_THE TASK_
Put this sentence from the database cursor documentation below into Spanish: "Consider using fetchmany() for large datasets."

— begin PROVIDED TEXT —

Fetch all remaining rows from the query result.

Syntax

fetchall()

Returns

Return Type Description
list List of tuples representing all remaining rows

Raises

Exception Condition
ProgrammingError If execute() hasn't been called first

:::warning Warning This method can consume large amounts of memory for big result sets. Consider using fetchmany() for large datasets. :::

Example

>>> cursor.execute("SELECT id, name FROM users")
>>> all_rows = cursor.fetchall()
>>> print(len(all_rows))  # Number of total rows

fetchmany {#dbapi-fetchmany}

Fetch multiple rows from the query result.

Syntax

fetchmany(size=1)

Parameters

Parameter Type Default Description
size int 1 Number of rows to fetch. If not specified, uses cursor.arraysize

Returns

Return Type Description
list List of tuples representing the fetched rows

Raises

Exception Condition
ProgrammingError If execute() hasn't been called first

Example

>>> cursor.execute("SELECT id, name FROM users")

— end PROVIDED TEXT —
— begin DATA SHOWN —

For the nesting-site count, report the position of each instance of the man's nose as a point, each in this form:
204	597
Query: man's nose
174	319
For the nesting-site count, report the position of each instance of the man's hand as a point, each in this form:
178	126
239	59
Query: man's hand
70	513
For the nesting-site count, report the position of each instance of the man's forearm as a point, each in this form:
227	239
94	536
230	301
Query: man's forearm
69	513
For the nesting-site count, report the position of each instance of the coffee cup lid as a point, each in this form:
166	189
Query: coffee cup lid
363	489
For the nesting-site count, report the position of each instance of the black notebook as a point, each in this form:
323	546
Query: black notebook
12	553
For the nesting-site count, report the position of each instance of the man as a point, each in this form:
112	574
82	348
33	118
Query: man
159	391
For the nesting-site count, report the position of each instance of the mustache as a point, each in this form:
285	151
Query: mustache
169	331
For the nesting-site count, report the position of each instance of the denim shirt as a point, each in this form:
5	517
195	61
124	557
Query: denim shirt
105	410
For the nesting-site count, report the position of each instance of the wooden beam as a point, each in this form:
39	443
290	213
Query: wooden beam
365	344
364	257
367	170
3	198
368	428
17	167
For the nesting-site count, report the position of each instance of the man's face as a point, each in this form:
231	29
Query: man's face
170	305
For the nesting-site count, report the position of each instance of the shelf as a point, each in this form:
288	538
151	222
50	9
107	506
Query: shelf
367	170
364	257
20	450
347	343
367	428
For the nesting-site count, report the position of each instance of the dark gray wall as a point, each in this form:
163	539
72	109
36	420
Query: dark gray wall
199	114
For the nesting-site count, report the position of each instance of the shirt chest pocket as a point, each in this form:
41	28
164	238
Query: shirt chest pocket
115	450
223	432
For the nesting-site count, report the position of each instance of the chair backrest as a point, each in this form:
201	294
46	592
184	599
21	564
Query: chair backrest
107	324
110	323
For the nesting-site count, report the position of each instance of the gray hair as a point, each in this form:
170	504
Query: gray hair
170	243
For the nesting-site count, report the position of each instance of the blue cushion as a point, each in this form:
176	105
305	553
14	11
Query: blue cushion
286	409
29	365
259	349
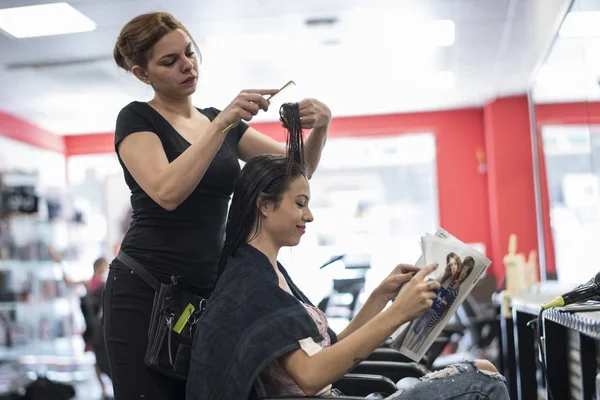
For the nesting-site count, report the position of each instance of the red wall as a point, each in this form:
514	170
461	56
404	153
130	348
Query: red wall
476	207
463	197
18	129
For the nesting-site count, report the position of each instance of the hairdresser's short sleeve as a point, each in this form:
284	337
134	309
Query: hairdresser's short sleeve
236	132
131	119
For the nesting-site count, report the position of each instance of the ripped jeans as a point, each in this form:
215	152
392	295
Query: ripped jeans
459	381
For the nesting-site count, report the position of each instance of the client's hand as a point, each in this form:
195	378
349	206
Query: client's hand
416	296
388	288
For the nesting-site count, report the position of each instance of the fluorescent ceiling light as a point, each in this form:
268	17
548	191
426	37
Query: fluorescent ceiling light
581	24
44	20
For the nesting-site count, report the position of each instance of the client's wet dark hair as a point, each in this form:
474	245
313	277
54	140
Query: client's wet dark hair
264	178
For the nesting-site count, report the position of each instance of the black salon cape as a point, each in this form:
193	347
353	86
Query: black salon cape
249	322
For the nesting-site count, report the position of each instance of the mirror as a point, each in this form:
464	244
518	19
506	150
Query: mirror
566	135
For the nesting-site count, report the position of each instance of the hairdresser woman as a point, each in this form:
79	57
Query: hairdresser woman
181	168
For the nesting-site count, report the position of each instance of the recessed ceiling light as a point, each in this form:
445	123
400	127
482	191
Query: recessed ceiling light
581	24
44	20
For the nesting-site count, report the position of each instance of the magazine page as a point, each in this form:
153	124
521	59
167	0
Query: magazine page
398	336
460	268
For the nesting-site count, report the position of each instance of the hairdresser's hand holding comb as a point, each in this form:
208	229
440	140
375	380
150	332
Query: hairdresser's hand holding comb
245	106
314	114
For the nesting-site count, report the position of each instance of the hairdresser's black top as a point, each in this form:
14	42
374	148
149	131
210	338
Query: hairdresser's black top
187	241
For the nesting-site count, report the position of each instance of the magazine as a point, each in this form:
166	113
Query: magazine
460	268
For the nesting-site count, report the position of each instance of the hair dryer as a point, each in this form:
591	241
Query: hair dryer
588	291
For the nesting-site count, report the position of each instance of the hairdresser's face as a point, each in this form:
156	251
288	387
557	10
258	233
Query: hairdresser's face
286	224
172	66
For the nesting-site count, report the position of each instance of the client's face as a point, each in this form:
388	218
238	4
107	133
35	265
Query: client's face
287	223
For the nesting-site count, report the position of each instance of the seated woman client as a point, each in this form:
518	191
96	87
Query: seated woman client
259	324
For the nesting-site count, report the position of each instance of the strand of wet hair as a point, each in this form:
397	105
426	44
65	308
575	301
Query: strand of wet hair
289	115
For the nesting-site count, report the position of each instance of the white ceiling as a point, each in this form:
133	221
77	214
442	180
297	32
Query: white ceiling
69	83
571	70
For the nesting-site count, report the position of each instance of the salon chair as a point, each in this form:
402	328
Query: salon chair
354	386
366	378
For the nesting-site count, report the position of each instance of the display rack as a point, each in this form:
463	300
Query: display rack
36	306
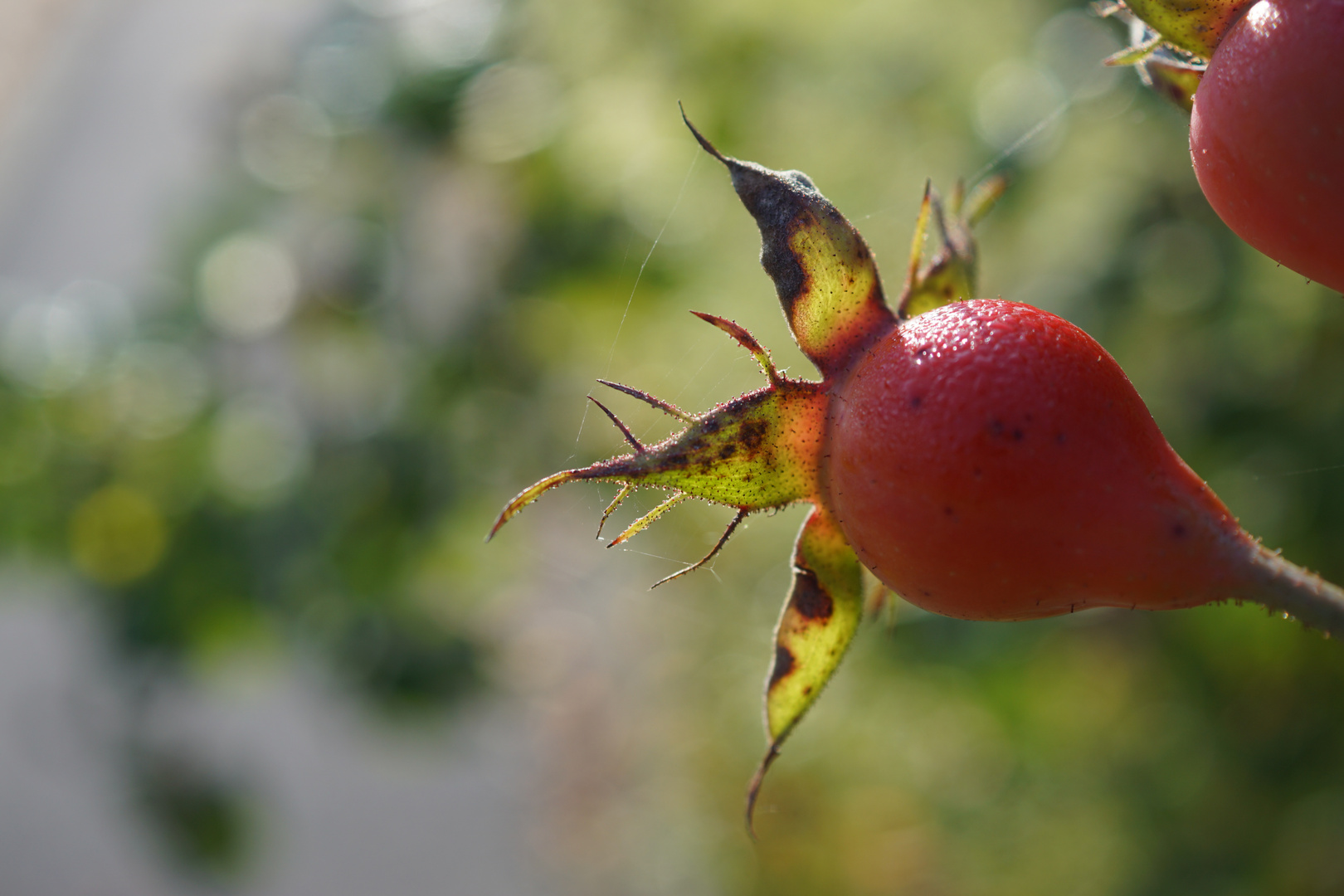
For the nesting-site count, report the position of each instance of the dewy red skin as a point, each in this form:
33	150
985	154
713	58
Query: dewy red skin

— end DATA SHOWN —
— begin DATA SHOWN —

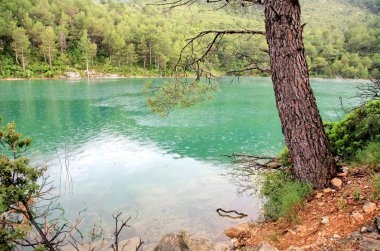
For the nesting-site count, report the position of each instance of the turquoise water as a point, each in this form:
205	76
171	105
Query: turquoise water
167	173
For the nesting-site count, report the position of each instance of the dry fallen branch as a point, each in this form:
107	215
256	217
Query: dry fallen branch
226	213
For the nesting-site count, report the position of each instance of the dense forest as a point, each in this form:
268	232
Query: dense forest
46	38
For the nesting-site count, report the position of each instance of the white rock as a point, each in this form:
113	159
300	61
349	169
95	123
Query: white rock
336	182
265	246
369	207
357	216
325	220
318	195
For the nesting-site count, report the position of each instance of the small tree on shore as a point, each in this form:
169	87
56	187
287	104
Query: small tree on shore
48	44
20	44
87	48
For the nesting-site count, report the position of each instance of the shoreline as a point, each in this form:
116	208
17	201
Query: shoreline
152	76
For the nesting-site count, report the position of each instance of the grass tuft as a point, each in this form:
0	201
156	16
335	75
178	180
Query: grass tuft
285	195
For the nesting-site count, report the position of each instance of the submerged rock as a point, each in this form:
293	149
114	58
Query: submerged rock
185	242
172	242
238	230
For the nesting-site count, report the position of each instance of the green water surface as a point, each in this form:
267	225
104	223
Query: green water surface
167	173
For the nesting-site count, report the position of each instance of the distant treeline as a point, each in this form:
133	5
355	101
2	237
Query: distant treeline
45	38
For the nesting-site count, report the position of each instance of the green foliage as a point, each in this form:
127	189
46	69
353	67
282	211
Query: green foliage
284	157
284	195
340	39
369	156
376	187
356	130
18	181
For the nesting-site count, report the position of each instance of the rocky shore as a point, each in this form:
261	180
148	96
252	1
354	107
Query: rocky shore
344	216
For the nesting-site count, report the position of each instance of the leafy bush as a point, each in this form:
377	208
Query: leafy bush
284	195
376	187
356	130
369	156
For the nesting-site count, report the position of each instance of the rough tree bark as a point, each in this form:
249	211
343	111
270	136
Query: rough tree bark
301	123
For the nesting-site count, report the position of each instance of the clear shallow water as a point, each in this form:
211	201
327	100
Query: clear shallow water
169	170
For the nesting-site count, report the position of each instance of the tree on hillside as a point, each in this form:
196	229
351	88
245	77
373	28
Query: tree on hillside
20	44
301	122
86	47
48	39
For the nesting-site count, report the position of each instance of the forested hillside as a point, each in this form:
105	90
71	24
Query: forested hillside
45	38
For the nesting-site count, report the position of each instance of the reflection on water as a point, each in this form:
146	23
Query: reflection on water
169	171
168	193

— end DATA SHOWN —
— begin DATA SHOWN —

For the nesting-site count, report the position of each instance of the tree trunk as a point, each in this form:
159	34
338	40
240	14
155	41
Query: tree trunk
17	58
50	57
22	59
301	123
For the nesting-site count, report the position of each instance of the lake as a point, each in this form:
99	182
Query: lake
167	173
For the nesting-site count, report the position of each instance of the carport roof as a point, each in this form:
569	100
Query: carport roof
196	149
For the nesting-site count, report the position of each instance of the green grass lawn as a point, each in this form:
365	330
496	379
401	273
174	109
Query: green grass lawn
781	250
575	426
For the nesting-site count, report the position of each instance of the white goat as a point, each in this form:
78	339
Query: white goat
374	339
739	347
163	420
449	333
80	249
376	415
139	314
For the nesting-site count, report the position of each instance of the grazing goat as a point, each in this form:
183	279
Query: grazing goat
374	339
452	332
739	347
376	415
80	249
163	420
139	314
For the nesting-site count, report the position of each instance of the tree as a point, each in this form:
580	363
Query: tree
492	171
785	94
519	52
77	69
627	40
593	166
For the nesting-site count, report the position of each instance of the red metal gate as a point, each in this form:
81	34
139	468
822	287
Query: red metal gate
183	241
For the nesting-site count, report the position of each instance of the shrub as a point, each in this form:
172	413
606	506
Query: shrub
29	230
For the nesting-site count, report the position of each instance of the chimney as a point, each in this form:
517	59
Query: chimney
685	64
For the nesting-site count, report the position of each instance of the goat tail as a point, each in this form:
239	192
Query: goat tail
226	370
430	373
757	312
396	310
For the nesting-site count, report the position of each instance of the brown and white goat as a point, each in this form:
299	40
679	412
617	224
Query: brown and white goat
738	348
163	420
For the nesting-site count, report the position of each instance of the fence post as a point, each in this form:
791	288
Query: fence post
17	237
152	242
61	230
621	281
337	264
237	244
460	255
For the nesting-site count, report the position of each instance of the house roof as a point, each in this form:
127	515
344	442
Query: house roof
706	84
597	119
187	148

— end DATA SHOWN —

_CORRECT RESULT_
Considere usar fetchmany() para conjuntos de datos grandes.